▶ _Exercise instructions_
Can you write out again every line of the records, requests included, from the line containing "shade. Return only the coordinates." through the end of the records, raising each coordinate in the answers by 22?

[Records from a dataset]
────

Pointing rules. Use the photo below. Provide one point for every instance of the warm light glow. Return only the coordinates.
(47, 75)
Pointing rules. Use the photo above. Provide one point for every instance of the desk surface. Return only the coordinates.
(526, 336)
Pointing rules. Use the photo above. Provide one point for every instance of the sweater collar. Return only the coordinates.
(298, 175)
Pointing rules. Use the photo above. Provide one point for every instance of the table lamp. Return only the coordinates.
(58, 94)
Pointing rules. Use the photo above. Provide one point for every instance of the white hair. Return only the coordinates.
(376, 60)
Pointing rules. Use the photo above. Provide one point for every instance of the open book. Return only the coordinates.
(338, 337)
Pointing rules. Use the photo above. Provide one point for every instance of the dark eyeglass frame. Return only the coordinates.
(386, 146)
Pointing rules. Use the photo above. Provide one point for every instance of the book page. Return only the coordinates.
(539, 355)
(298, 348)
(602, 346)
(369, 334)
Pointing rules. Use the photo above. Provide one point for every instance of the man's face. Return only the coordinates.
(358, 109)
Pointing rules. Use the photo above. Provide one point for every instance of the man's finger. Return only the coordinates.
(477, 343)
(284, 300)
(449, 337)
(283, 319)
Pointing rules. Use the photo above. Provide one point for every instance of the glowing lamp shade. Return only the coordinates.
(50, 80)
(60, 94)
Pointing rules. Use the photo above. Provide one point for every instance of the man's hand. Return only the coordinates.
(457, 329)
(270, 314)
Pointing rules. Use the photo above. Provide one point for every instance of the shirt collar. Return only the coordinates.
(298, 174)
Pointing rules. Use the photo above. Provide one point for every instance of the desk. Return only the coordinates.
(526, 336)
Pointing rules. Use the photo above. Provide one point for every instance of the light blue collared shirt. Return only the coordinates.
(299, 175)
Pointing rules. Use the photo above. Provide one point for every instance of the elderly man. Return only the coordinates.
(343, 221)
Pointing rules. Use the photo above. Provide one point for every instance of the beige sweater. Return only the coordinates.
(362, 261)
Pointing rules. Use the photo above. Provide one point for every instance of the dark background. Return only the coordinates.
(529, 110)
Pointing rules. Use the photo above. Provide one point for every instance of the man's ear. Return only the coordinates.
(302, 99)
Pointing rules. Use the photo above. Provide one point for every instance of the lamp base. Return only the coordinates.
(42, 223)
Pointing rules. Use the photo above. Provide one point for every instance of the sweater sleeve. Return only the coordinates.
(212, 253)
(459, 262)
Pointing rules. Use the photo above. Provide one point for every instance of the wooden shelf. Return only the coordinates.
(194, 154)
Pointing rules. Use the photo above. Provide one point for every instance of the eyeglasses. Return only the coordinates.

────

▶ _Exercise solution_
Pointing rules. Use the photo above. Provide one point for every instance of the glowing lamp shade. Return only the coordinates.
(72, 102)
(82, 116)
Pointing rules. Use the photo above. Provide one point for every instance of the man's hand. Return only the coordinates.
(479, 351)
(292, 336)
Pointing rules. Use the photo above. Provide one point for every instance of the shirt collar. Return only the coordinates.
(320, 196)
Pointing rules. Use the photo above. Provide one point for every instance of the desk. Return only the coordinates.
(548, 358)
Pointing rules. Use the photo above. Provide one point for every instance of the light blue collared shirt. Return only the coordinates.
(321, 197)
Pointing rules. Use the photo above. Provide one point for every instance of the elderly man. Return only the coordinates.
(365, 243)
Pointing rules. Use the photo above. Provide one point for every instance of the beige sweater. Return only the coordinates.
(384, 283)
Pointing rules. Use the photo above. Provide one point for every instance of the dark background. Return only the coordinates.
(551, 132)
Pointing rules. Use the photo above. Provide one point for every instance of the man's ear. Return only the coordinates.
(324, 121)
Pointing rules. Use the photo above. Provide one point for every instance of the lamp base. Return only the coordinates.
(64, 245)
Pointing rules. Use the photo above. Provide one point for every instance of the sweater sleeve. Return only the coordinates.
(234, 275)
(481, 284)
Pointing rules. Use the photo above. Provide one point for every instance of the wooden shelf. Return only the coordinates.
(216, 176)
Pointing rules. Use the photo above. Provide one point for every instance of the eyeglasses. Return only the coordinates.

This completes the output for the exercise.